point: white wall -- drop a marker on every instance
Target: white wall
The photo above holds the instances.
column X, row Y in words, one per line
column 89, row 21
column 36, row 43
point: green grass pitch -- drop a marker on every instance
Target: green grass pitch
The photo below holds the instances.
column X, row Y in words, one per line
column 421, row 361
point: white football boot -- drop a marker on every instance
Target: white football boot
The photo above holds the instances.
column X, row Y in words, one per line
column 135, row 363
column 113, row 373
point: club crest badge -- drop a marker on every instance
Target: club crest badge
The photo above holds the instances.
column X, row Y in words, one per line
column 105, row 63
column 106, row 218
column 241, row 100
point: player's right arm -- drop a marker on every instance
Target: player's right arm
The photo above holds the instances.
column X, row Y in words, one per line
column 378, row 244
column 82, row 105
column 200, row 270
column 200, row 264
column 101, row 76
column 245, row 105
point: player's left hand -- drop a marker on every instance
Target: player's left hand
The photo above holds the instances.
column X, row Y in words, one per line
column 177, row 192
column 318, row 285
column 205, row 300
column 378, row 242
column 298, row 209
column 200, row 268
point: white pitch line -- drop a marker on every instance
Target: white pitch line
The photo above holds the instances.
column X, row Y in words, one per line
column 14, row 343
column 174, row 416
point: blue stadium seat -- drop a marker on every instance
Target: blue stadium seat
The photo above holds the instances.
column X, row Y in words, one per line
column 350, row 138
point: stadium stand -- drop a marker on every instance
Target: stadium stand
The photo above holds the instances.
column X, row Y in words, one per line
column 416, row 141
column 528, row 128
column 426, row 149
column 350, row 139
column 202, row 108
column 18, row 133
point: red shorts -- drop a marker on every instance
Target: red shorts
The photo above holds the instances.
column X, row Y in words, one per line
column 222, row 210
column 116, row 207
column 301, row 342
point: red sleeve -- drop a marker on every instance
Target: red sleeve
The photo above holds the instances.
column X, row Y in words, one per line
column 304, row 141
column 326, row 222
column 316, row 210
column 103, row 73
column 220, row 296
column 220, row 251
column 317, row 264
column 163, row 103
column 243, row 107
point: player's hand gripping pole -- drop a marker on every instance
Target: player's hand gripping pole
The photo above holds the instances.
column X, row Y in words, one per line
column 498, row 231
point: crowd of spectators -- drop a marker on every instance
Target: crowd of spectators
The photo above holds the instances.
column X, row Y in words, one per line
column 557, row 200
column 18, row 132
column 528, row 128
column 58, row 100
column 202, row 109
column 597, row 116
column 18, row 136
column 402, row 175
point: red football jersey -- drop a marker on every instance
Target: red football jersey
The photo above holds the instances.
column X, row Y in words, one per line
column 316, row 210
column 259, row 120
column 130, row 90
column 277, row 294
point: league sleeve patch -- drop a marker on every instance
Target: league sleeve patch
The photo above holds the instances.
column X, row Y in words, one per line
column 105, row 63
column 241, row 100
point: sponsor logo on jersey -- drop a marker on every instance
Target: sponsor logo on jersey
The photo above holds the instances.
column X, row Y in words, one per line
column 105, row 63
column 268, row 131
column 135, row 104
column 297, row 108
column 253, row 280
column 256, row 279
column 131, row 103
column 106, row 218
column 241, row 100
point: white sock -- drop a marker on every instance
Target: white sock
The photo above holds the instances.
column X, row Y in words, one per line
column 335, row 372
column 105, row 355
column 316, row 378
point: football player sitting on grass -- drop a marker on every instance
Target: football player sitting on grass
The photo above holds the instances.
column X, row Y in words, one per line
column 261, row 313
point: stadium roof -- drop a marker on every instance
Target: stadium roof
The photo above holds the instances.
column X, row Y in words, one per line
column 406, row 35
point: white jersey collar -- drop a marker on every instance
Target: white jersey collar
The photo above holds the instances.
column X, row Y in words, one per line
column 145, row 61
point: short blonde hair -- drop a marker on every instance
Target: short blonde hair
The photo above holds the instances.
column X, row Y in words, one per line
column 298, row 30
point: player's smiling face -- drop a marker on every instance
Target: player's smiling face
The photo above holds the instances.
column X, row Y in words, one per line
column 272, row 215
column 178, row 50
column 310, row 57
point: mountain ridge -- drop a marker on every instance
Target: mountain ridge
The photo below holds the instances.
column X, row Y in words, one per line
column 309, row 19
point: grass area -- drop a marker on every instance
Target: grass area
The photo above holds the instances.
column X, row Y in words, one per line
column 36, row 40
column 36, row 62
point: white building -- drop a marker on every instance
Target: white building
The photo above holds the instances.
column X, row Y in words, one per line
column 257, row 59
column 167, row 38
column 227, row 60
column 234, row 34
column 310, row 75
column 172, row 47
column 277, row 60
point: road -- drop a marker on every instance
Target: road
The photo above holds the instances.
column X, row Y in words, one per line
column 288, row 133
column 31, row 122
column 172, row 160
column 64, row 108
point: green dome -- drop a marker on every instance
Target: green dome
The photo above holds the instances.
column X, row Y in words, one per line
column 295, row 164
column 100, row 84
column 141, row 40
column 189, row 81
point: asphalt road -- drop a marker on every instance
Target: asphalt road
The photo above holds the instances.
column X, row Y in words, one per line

[Task]: In the entries above, count the lines that contain the string "sitting" and reply with the number only.

[Solution to this problem]: 2